Required work |
Reproduce the material verbatim, starting with its first line and ending with the line that contains "left=0, top=0, right=980, bottom=200", with both of those lines included.

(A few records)
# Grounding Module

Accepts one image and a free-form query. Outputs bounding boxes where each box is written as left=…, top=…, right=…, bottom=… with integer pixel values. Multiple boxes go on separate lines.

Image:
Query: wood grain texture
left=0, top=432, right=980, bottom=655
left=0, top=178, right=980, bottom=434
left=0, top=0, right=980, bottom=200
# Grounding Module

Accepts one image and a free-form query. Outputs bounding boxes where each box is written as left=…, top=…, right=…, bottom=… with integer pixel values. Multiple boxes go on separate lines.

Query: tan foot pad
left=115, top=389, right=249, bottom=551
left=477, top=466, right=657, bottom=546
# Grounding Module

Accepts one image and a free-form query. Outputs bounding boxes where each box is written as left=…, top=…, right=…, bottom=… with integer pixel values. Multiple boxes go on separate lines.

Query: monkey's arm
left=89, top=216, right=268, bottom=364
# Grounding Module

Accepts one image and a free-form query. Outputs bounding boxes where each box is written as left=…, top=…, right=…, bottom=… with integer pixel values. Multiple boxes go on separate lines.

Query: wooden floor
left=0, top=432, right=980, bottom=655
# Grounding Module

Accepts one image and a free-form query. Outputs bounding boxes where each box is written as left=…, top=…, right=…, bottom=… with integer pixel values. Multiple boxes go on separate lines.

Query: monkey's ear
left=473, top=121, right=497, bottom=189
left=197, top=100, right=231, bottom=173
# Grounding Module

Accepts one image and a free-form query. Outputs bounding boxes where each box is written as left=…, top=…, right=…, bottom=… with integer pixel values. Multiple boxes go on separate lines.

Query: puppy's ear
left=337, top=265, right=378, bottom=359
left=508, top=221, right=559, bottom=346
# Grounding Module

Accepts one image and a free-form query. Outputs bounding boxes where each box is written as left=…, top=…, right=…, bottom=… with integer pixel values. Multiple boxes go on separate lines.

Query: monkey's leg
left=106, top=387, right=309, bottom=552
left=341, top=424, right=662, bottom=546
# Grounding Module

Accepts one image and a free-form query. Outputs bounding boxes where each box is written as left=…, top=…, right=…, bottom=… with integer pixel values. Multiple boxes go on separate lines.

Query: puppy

Full output |
# Grounding Module

Accepts one image and a free-form query. Outputs bounding boxes where each box is written as left=…, top=…, right=…, bottom=… with integer pixel values. Multiple boxes go on separate lines.

Image:
Query: wood grain texture
left=0, top=432, right=980, bottom=655
left=0, top=178, right=980, bottom=434
left=0, top=0, right=980, bottom=200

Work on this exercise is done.